■ **Task brief**:
Copy the passage from the Radius Recycling article below word for word, starting at "2023-10-18 07:27:41 ET" and ending at "reflect this risk.".

RDUS - Radius Recycling: Holding After The Rebrand

2023-10-18 07:27:41 ET

Summary

  • Radius Recycling has experienced management and a strong balance sheet, but there are risks related to commodity prices, the strength of the dollar, and potential impairments.
  • Shares trading below $23 present a multi-year investment opportunity with a margin of safety and asymmetric upside potential of nearly $40.
  • I anticipate RDUS to generate a normalized FCF of 1.50 to 2.3 dollars per share during up-cycle years.

Thesis

I rate Radius Recycling (RDUS) a hold due to short-term macroeconomic risk neutralizing the increase in demand for the low-carbon industry. I consider the risk of a global economic slowdown within the next 12 months high, increasing the chance that RDUS will have another set of bad quarters. The current share price of $26 does not reflect this risk.

■ **Excerpted records**:

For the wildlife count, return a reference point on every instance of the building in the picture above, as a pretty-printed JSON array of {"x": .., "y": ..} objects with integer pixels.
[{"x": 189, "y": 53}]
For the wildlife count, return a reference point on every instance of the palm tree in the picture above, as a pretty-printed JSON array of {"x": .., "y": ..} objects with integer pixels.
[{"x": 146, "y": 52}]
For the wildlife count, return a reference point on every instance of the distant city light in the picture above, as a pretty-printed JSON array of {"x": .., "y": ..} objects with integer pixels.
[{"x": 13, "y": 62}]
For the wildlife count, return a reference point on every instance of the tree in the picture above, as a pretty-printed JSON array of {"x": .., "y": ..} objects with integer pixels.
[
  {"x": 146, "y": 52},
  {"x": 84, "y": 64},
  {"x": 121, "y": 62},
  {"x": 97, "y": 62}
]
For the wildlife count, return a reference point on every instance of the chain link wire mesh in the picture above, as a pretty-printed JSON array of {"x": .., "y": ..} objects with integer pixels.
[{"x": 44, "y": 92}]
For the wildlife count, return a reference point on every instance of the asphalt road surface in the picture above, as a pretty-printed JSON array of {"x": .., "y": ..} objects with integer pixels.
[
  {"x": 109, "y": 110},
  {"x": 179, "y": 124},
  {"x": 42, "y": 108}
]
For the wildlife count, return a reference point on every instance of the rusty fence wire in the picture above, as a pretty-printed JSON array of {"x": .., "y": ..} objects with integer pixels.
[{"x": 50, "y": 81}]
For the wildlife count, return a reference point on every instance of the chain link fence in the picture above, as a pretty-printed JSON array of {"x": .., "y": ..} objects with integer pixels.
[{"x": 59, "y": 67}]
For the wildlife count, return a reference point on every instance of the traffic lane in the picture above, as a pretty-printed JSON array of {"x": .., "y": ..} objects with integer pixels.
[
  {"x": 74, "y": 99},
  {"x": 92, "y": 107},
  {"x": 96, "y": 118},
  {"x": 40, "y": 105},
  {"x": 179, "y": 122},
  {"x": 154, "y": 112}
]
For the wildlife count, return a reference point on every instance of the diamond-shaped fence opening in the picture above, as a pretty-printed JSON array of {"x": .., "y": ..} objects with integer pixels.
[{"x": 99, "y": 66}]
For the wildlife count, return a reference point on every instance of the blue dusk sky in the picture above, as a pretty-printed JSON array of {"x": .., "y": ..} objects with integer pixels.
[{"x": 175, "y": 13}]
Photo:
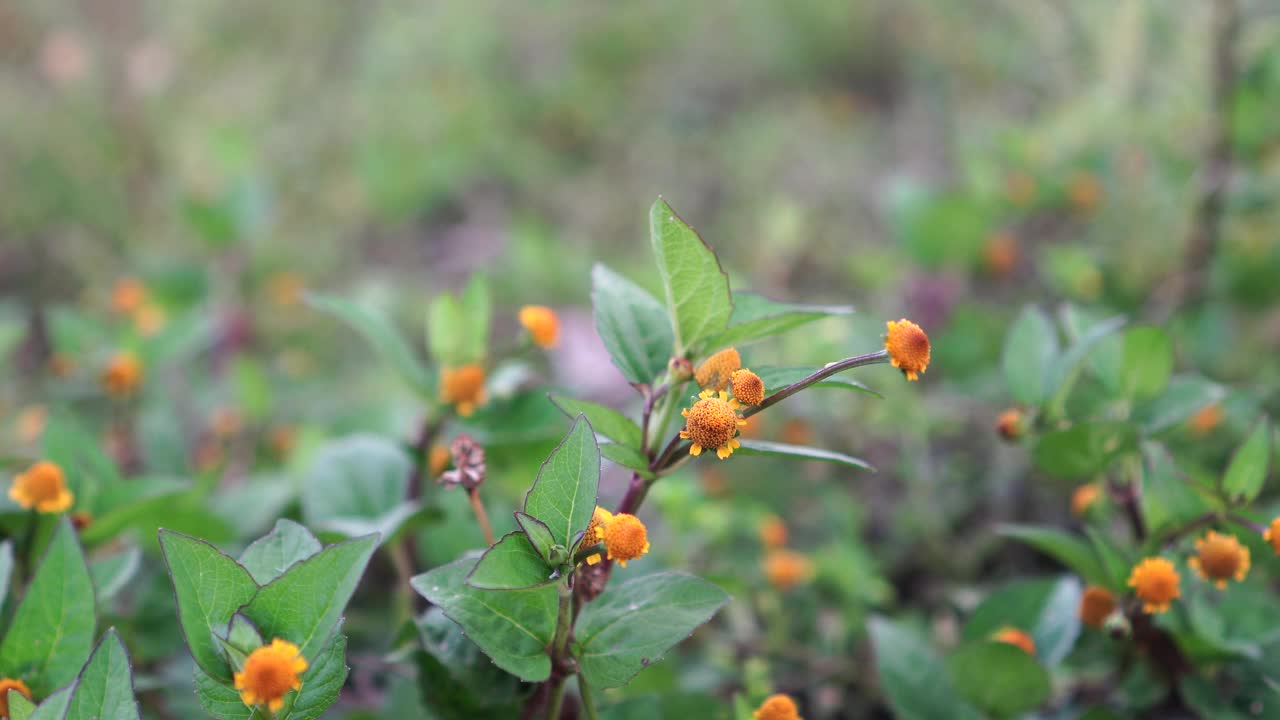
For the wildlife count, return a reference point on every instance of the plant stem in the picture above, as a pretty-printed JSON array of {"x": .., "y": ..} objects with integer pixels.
[
  {"x": 481, "y": 516},
  {"x": 584, "y": 691}
]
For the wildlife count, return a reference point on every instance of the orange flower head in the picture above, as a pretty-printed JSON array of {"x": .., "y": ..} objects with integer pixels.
[
  {"x": 464, "y": 387},
  {"x": 127, "y": 296},
  {"x": 908, "y": 347},
  {"x": 1155, "y": 582},
  {"x": 542, "y": 323},
  {"x": 785, "y": 569},
  {"x": 717, "y": 370},
  {"x": 748, "y": 387},
  {"x": 712, "y": 422},
  {"x": 42, "y": 487},
  {"x": 773, "y": 532},
  {"x": 1272, "y": 534},
  {"x": 1084, "y": 497},
  {"x": 777, "y": 707},
  {"x": 269, "y": 673},
  {"x": 1221, "y": 557},
  {"x": 1205, "y": 420},
  {"x": 1010, "y": 424},
  {"x": 595, "y": 532},
  {"x": 10, "y": 684},
  {"x": 122, "y": 376},
  {"x": 1096, "y": 605},
  {"x": 625, "y": 538}
]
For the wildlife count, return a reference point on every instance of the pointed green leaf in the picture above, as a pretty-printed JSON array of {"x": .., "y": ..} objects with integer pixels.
[
  {"x": 105, "y": 686},
  {"x": 604, "y": 420},
  {"x": 51, "y": 632},
  {"x": 1248, "y": 469},
  {"x": 563, "y": 495},
  {"x": 638, "y": 620},
  {"x": 698, "y": 296},
  {"x": 210, "y": 587},
  {"x": 778, "y": 378},
  {"x": 538, "y": 533},
  {"x": 757, "y": 317},
  {"x": 384, "y": 338},
  {"x": 511, "y": 627},
  {"x": 512, "y": 563},
  {"x": 782, "y": 450},
  {"x": 999, "y": 678},
  {"x": 1031, "y": 349},
  {"x": 632, "y": 324},
  {"x": 913, "y": 675},
  {"x": 360, "y": 478},
  {"x": 306, "y": 602},
  {"x": 287, "y": 545}
]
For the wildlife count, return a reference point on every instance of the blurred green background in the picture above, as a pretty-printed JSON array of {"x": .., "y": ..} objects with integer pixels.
[{"x": 942, "y": 162}]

■ **The reply**:
2023-10-18 07:27:41 ET

Summary

  • Radius Recycling has experienced management and a strong balance sheet, but there are risks related to commodity prices, the strength of the dollar, and potential impairments.
  • Shares trading below $23 present a multi-year investment opportunity with a margin of safety and asymmetric upside potential of nearly $40.
  • I anticipate RDUS to generate a normalized FCF of 1.50 to 2.3 dollars per share during up-cycle years.

Thesis

I rate Radius Recycling (RDUS) a hold due to short-term macroeconomic risk neutralizing the increase in demand for the low-carbon industry. I consider the risk of a global economic slowdown within the next 12 months high, increasing the chance that RDUS will have another set of bad quarters. The current share price of $26 does not reflect this risk.